» **TASK OBJECTIVE**
Using the listing below, set down exactly the lines starting at the line that contains "Target: sunbather lying on sand" and ending at the line that contains "Check that each instance of the white wooden", both included, and no others.

+++ TASK DATA +++

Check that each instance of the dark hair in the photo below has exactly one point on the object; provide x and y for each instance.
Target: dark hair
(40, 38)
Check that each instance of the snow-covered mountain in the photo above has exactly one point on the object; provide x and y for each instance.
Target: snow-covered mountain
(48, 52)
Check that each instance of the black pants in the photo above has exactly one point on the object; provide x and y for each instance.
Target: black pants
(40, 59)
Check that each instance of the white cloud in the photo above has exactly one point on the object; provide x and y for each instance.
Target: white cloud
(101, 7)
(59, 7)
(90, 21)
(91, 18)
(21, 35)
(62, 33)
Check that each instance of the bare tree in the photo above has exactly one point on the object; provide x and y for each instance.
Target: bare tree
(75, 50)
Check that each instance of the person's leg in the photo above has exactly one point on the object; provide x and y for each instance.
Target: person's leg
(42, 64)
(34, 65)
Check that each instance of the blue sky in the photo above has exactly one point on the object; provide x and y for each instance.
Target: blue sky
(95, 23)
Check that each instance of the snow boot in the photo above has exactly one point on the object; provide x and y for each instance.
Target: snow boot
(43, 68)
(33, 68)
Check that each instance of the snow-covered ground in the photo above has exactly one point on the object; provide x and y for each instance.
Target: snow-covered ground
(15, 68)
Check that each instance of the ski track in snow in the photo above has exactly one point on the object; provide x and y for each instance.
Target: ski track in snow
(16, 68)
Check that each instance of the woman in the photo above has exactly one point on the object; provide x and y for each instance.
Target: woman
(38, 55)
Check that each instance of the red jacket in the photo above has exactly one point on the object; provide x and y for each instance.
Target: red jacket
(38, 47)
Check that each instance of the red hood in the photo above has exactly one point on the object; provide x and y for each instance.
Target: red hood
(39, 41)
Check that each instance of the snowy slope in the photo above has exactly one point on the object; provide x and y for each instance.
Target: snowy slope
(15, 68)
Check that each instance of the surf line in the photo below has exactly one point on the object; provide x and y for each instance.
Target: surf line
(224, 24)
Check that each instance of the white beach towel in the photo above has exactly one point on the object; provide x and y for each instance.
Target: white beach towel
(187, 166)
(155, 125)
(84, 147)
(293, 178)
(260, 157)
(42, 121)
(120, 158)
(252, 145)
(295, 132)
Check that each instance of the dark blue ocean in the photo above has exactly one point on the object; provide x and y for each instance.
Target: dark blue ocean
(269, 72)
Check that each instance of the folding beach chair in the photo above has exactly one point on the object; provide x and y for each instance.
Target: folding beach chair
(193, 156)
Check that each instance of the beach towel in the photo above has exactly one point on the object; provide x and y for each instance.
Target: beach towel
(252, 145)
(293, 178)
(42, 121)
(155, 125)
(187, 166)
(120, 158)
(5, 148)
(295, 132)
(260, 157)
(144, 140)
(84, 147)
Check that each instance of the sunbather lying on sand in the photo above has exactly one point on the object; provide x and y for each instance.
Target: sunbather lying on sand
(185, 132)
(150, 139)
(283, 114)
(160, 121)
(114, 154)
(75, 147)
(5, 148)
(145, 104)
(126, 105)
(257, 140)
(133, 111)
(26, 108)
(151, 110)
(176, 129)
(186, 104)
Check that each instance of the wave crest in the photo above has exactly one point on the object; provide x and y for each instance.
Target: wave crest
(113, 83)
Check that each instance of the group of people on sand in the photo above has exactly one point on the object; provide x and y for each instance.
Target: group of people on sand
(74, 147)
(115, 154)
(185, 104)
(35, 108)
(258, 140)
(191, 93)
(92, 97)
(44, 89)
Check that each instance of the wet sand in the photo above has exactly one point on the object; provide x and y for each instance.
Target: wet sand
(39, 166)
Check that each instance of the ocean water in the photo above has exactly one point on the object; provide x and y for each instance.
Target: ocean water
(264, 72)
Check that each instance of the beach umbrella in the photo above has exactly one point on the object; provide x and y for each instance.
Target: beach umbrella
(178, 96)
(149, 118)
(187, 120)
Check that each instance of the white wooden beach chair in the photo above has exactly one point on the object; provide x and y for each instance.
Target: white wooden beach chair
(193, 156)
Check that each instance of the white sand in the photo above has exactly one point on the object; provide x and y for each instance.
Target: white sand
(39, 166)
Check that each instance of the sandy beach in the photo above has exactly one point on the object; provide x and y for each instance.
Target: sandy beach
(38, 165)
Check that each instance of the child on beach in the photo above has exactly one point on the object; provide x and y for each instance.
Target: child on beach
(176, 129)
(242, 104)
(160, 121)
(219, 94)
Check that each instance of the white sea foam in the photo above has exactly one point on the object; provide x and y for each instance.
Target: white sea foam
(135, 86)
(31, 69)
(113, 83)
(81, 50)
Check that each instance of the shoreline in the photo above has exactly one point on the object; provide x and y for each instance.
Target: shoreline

+++

» **SOLUTION TO THE PROBLEM**
Target: sunbather lying on sand
(185, 132)
(150, 139)
(283, 114)
(160, 121)
(114, 154)
(75, 147)
(5, 148)
(145, 104)
(126, 105)
(257, 140)
(133, 111)
(26, 108)
(151, 110)
(176, 129)
(186, 104)
Check that each instance of the wave crest in the photo above has exactly one point on the object; provide x and y for each instance.
Target: wave crest
(113, 83)
Check that each instance of the group of people on sand in the photo above has exactly one point on the object; provide x and y for each instance.
Target: group of people on sand
(74, 147)
(115, 154)
(185, 104)
(35, 108)
(258, 140)
(191, 93)
(92, 97)
(44, 89)
Check that each instance of the wet sand in the photo above has exactly one point on the object; provide x and y for each instance.
Target: wet sand
(39, 166)
Check that each instance of the ocean water in the photo above has exactly one point on the object; provide x and y for each instance.
Target: ocean water
(264, 72)
Check that each instance of the beach umbrella in the photo above has exactly one point on the object; provide x and y for each instance.
Target: beach umbrella
(178, 96)
(149, 118)
(187, 120)
Check that each instance of the white wooden beach chair in the photo above has exactly one point on the object; provide x and y for each instance.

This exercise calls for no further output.